Saved data entries
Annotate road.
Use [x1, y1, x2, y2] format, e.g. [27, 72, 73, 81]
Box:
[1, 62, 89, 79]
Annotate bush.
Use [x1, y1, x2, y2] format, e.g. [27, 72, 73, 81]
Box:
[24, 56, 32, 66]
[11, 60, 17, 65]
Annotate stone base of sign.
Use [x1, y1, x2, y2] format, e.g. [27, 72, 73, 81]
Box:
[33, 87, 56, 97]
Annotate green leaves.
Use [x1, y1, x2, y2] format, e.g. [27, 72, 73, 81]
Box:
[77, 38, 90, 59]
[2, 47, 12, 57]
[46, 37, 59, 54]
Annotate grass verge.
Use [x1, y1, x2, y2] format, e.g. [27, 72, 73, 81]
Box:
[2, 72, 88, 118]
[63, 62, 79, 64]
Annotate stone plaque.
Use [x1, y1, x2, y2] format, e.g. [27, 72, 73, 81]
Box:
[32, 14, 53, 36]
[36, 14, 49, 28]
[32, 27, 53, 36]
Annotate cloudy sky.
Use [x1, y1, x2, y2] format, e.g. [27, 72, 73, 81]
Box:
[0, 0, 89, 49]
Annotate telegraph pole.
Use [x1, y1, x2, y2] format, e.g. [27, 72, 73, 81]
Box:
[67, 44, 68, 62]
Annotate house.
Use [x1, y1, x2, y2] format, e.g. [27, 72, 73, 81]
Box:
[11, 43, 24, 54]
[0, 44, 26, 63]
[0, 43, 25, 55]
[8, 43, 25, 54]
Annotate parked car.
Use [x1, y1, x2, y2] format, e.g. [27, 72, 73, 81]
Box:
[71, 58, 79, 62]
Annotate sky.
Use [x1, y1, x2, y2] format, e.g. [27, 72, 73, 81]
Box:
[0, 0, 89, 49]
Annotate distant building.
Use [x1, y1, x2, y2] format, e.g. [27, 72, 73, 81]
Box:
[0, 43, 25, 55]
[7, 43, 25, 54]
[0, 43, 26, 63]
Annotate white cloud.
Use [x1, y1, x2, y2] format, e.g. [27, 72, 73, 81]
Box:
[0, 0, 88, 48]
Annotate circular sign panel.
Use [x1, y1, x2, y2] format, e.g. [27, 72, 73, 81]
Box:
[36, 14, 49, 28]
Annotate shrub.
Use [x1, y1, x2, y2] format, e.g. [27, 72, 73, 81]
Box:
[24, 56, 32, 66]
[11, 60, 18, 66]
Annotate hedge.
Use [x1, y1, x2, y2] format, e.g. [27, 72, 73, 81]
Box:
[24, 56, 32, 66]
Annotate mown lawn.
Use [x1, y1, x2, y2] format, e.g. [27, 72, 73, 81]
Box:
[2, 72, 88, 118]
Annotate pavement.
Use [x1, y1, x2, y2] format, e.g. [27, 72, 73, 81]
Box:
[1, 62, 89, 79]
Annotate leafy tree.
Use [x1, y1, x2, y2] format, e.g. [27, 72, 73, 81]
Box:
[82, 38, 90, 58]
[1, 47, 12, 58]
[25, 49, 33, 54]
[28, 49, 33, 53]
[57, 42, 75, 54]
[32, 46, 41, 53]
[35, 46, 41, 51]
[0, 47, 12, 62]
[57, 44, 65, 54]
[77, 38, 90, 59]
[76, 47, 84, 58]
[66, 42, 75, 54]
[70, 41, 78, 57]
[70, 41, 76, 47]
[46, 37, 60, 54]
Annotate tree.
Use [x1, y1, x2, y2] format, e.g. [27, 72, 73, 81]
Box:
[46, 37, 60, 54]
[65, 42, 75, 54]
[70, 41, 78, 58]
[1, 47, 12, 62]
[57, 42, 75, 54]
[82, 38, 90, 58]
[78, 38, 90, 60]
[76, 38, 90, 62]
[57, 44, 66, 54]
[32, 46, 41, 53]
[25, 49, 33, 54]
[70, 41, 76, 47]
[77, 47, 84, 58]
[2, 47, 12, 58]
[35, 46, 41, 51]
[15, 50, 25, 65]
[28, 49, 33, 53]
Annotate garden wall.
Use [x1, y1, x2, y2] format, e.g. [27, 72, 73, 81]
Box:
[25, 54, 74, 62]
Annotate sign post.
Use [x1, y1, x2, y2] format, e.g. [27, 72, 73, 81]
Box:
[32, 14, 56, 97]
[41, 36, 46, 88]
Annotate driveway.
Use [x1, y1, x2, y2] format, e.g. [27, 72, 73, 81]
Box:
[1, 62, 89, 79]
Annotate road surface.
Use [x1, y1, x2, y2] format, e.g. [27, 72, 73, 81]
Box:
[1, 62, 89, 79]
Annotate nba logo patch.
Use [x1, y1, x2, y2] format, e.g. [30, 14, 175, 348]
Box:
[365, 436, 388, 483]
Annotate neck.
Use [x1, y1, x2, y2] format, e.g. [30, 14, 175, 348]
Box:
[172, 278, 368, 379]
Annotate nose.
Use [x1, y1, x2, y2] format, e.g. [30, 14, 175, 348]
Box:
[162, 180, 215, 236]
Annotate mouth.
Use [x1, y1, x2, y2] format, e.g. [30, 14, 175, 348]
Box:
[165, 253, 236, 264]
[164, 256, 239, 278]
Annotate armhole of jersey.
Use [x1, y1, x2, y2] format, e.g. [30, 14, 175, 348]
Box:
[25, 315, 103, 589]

**TASK STATEMENT**:
Starting at the line that contains "Annotate driveway." and stopping after the line that contains "Annotate nose.", write out every line exactly as it appears above, and no other line.

**OUTPUT OF THE TASK**:
Annotate driveway.
Use [x1, y1, x2, y2] format, e.g. [27, 72, 73, 81]
Box:
[1, 62, 89, 79]
Annotate road surface.
Use [x1, y1, x2, y2] format, e.g. [27, 72, 73, 81]
Box:
[1, 62, 89, 79]
Annotate nba logo patch.
Use [x1, y1, x2, y2] format, e.g. [30, 14, 175, 348]
Box:
[365, 436, 388, 483]
Annotate neck.
Use [x1, y1, x2, y2] format, e.g. [30, 14, 175, 348]
Box:
[172, 278, 368, 379]
Annotate nose.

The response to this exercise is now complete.